**About this task**
What is the number of lines in the data below that hold the word "white"? Give nothing beyond that number.

Natural-language object grounding data:
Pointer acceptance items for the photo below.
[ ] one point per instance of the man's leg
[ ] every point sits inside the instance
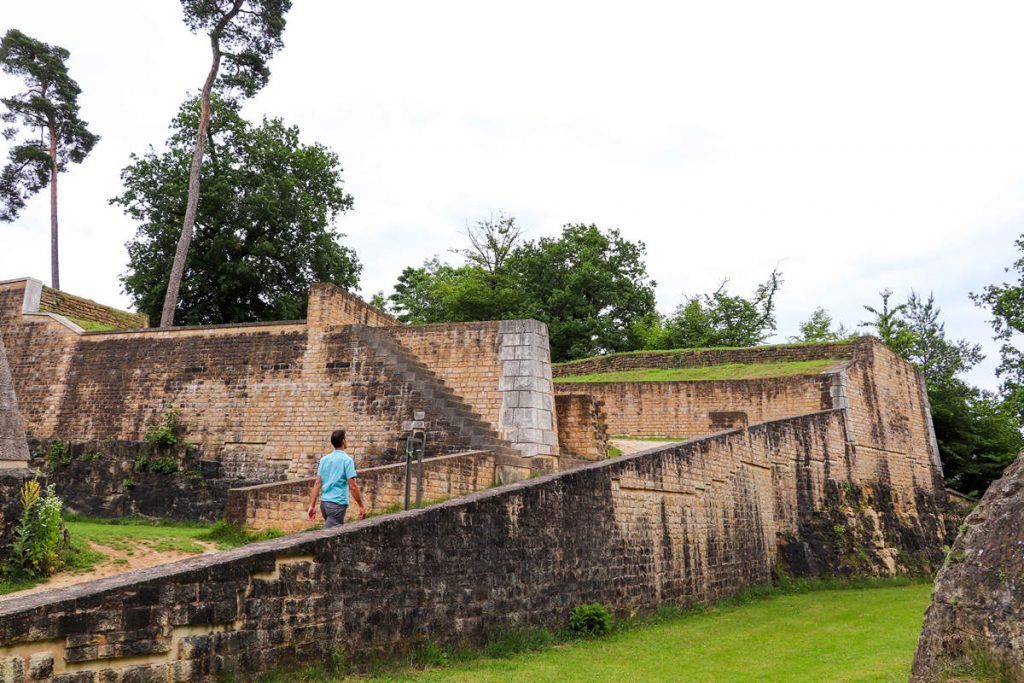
(334, 514)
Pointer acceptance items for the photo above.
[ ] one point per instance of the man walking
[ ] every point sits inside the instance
(335, 476)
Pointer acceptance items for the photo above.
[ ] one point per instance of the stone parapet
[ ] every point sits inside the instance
(687, 523)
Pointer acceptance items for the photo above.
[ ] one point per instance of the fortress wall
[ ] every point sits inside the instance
(283, 505)
(582, 428)
(705, 357)
(331, 305)
(680, 524)
(260, 398)
(502, 369)
(464, 355)
(62, 303)
(687, 410)
(889, 412)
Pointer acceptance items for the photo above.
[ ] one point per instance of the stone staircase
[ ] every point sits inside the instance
(443, 403)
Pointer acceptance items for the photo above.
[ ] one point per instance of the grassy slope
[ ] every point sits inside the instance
(847, 635)
(732, 371)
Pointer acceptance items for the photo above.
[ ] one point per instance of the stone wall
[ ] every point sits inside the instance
(261, 398)
(330, 305)
(583, 431)
(283, 505)
(61, 303)
(686, 410)
(13, 447)
(687, 523)
(115, 479)
(503, 369)
(704, 357)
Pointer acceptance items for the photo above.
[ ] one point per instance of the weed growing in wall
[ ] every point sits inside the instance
(157, 465)
(57, 456)
(593, 620)
(40, 538)
(166, 432)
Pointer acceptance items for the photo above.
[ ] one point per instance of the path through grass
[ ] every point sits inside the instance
(837, 635)
(730, 371)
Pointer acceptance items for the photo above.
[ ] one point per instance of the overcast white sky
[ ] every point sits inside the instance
(858, 145)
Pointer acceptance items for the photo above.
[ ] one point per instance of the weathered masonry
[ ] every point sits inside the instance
(680, 524)
(260, 398)
(882, 394)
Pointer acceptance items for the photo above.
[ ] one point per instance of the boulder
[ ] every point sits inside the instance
(977, 613)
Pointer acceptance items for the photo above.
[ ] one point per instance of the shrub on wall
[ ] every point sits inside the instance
(40, 536)
(166, 432)
(594, 620)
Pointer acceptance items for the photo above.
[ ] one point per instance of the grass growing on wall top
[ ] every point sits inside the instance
(90, 326)
(730, 371)
(764, 347)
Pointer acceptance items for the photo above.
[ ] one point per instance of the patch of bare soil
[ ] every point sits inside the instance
(118, 561)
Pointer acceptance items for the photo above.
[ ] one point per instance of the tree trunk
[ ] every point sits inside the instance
(54, 266)
(181, 253)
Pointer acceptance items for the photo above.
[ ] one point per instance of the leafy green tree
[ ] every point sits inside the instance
(1006, 302)
(264, 227)
(590, 287)
(48, 107)
(977, 435)
(721, 318)
(818, 329)
(889, 324)
(244, 34)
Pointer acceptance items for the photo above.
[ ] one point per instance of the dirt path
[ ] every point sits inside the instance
(629, 445)
(118, 561)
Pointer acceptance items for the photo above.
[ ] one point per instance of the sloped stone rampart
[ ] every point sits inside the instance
(689, 410)
(977, 611)
(680, 524)
(261, 398)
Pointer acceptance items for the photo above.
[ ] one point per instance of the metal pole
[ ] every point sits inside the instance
(409, 467)
(419, 468)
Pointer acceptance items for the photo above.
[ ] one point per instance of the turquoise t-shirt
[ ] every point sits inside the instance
(335, 470)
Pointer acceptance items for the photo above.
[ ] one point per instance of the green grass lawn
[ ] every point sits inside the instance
(129, 536)
(731, 371)
(832, 635)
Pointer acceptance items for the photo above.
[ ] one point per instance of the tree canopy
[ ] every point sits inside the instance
(48, 105)
(720, 318)
(265, 225)
(589, 286)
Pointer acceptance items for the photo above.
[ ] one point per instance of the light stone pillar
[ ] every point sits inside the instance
(13, 446)
(527, 418)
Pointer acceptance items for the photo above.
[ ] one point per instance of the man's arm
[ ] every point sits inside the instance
(357, 497)
(313, 495)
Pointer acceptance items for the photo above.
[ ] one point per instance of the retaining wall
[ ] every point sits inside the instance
(283, 505)
(687, 410)
(682, 524)
(55, 301)
(583, 430)
(260, 398)
(704, 357)
(115, 479)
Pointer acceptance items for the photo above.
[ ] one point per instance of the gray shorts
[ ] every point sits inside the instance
(334, 514)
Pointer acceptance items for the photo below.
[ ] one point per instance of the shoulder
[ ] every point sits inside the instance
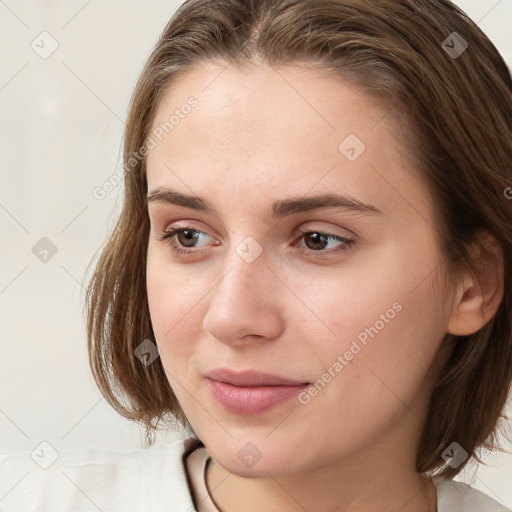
(86, 479)
(458, 496)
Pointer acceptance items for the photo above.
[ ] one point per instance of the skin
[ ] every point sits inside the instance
(262, 134)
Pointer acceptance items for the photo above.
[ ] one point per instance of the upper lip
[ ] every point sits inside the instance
(250, 378)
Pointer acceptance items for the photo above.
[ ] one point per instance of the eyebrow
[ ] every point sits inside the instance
(279, 208)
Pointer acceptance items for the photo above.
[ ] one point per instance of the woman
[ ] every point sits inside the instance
(312, 269)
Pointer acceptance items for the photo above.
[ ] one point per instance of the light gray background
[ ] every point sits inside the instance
(62, 120)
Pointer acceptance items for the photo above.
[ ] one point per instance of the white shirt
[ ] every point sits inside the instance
(154, 479)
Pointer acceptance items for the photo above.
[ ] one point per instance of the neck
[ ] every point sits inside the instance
(323, 490)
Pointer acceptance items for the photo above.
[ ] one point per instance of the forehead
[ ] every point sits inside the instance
(290, 125)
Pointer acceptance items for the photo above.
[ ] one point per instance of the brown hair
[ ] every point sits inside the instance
(460, 108)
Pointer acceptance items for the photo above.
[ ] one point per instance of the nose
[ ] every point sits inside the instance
(245, 305)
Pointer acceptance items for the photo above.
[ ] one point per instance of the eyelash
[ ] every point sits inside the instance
(168, 237)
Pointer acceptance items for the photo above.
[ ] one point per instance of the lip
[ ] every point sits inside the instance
(249, 392)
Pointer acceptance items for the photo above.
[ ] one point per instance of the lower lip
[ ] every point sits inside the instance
(251, 400)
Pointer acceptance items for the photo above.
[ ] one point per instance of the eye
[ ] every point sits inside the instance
(316, 241)
(183, 235)
(182, 240)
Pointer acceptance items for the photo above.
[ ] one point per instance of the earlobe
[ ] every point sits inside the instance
(478, 296)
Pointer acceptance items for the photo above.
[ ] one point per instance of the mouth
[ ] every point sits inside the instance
(250, 392)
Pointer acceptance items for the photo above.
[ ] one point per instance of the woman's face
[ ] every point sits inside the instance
(356, 312)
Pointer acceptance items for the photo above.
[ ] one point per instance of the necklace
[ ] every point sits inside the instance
(206, 467)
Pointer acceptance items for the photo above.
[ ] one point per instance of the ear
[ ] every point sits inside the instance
(478, 297)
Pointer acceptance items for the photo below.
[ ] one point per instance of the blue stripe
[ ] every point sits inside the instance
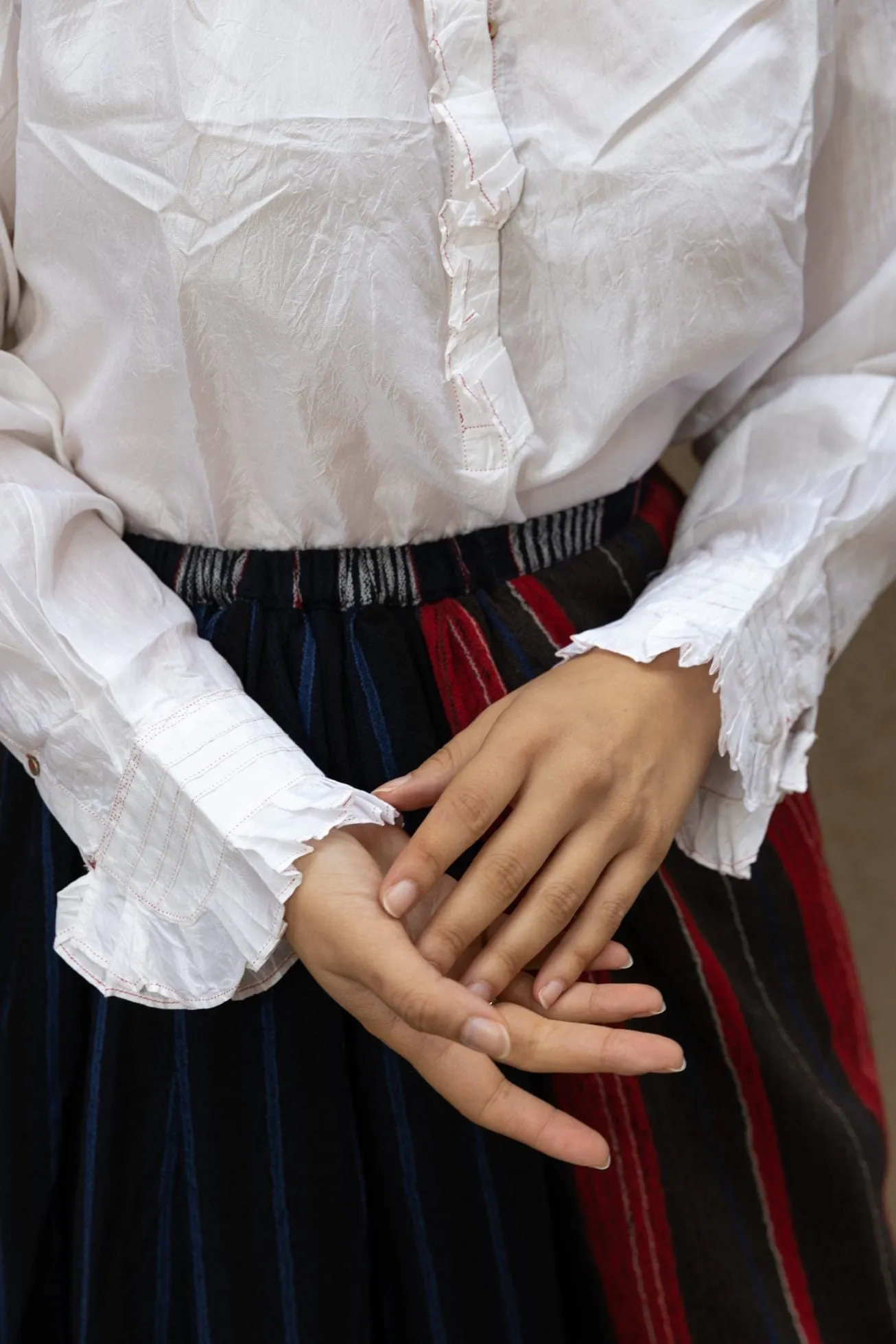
(92, 1121)
(374, 707)
(277, 1174)
(204, 622)
(499, 1245)
(7, 989)
(182, 1066)
(506, 635)
(163, 1240)
(413, 1195)
(307, 679)
(714, 1144)
(51, 969)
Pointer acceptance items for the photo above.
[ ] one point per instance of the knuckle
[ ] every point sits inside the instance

**Exercise answer**
2